• **Zadanie do wykonania A**
Na jakiej drodze, według tekstu o agresji drogowej, kierowca Porsche zatrzymał się i zmusił do zatrzymania innego kierowcę?
• **Zadanie do wykonania B**
Podejmij, proszę, tekst o agresji na polskich drogach od miejsca, w którym się kończy, i napisz jego dalszy ciąg.

• **Wybrany fragment**

=======

Polski kierowca

Agresja drogowa – trzeba zmienić prawo!

Problem agresji na polskich drogach staje się coraz poważniejszy. Wulgarne gesty i odzywki to już codzienność. Niestety coraz częstsze są także przypadki bezpośrednich napaści na kierowców, a także chuligańskie uszkodzenia samochodów. Takie zdarzenia mają miejsce zazwyczaj dlatego, że wściekłemu i krewkiemu kierowcy nie spodobało się zachowanie innego uczestnika ruchu. Bo jechał za wolno, bo za długo wyprzedzał, bo nie usunął się z drogi…

Filmik prezentujący to zdarzenie jest dobrze znany. Kierowca Porsche na brytyjskich numerach rejestracyjnych zatrzymuje się na drodze ekspresowej S8, zmusza do zatrzymania kierowcę podróżującego z żoną i 14-letnim synem, a następnie z pojazdu wysiada agresywny pasażer. Osobnik ten próbuje dostać się do wnętrza zatrzymanego samochodu, aby pobić kierowcę. Kiedy mu się to nie udaje, kopie w samochód.

Przerażona pasażerka telefonuje na policję, informuje, że samochód napastnika nadal jedzie za nimi i słyszy radę, aby pojechać do najbliższego komisariatu i zgłosić to zdarzenie.

Reklama

Bardzo dziwi takie stanowisko policji. Można by oczekiwać, że dyspozytor natychmiast wyśle radiowóz, który pojawi się na miejscu zdarzenia i jego załoga zapobiegnie możliwości kolejnego napadu, a być może także ujmie sprawcę.

Dowiaduję się także z publikacji prasowych, że kierowca tego samochodu będzie miał zarzut naruszenia zakazu zatrzymywania się na drodze ekspresowej, a pasażer poruszania się pieszo po takiej drodze. Pewnie zapłaci mandat w wysokości 200 zł. Faktycznie, bardzo poważne zarzuty i straszna kara. Kpina! Przecież to był ewidentny rozbój, który jest przestępstwem, a nie wykroczeniem.

=======

• **Zapisane dane**
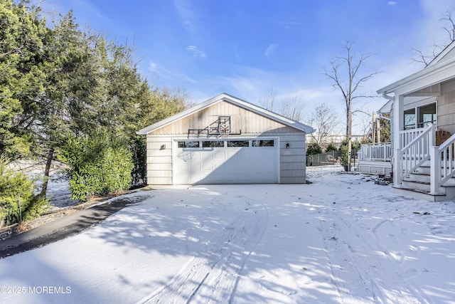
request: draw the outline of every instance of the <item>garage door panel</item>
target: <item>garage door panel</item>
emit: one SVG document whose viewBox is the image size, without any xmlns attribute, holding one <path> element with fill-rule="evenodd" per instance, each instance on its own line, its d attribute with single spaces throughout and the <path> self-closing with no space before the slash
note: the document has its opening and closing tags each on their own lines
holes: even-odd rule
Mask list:
<svg viewBox="0 0 455 304">
<path fill-rule="evenodd" d="M 278 147 L 176 148 L 174 184 L 278 182 Z"/>
</svg>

=======

• **Odpowiedź pisemna A**
Na drodze ekspresowej S8.

• **Odpowiedź pisemna B**
Podobnych zdarzeń jest więcej:

Kierowca osobówki, który notabene jedzie z kobietą i dzieckiem, przystępuje do ataku na kierowcę ciężarówki, w dodatku zatrzymując się na jezdni i blokując ruch. Zwróćcie uwagę, że wyposażony jest w pałkę i gaz, z czego można wnioskować, że częściej bierze udział w takich potyczkach.

Jeszcze jeden przykład:

Tu wprawdzie nie doszło do uszkodzenia samochodu, ale kierowca tego vana najpierw bardzo niebezpiecznie zajechał drogę samochodowi osobowemu, a następnie zmusił kierowcę tego auta do zatrzymania się na drodze ekspresowej S7. Po co? Tylko po to, by jego koledzy zwrócili mu uwagę na jazdę lewym pasem i zapewne skierować parę wyzwisk.

Oto następny "nauczyciel":

Czy normalny człowiek ma w sobie tyle zawziętości i agresji? Co chce w ten sposób osiągnąć?

Bardzo często zdarzają się też przypadki złośliwego hamowania tuż przed wyprzedzonym pojazdem:

I jeszcze przykład agresji drogowej, tym razem ze strony rowerzysty:

Na szczęście nieobliczalny, bezczelny cyklista, który próbował kopnąć samochód, wylądował na jezdni. Karma wraca!

Takie czyny to przestępstwo!

Wszystkie pokazywane powyżej zachowania pozbawionych rozumu kierujących należałoby kwalifikować jako przestępstwa: czynna napaść na innego kierującego, chuligańska dewastacja mienia, sprowadzenie niebezpieczeństwa katastrofy w ruchu lądowym. Tak, tak! Czy rozumiecie, co oznacza zatrzymanie się na autostradzie lub drodze ekspresowej tylko po to, by pouczyć w taki czy inny sposób drugiego kierowcę? To jest stworzenie groźby karambolu. To nie wiejska droga, na której można prowadzić pogawędki.

Na takich drogach pojazdy poruszają się z dużymi prędkościami. Zatrzymanie się na pasie ruchu bez żadnego uzasadnionego powodu naraża na niebezpieczeństwo wielu innych kierowców. Wystarczy chwila dekoncentracji i ktoś nie zdąży wyhamować. A czy wiecie, co oznacza zmuszenie do nagłego hamowania kierowcy załadowanej ciężarówki? Taki czyn to także możliwość spowodowania karambolu. W dodatku zastanówcie się, jak czuje się kierowca po ataku takiego furiata? Czy może dalej prowadzić bezpiecznie pojazd?

Niestety, w Polsce przypadki spraw karnych z tego powodu można policzyć na palcach jednej ręki. Sprawcy takich czynów pozostają najczęściej bezkarni albo w najgorszym przypadku ukarani mandatem za naruszenie przepisów ruchu drogowego. To jednak też jest rzadkością.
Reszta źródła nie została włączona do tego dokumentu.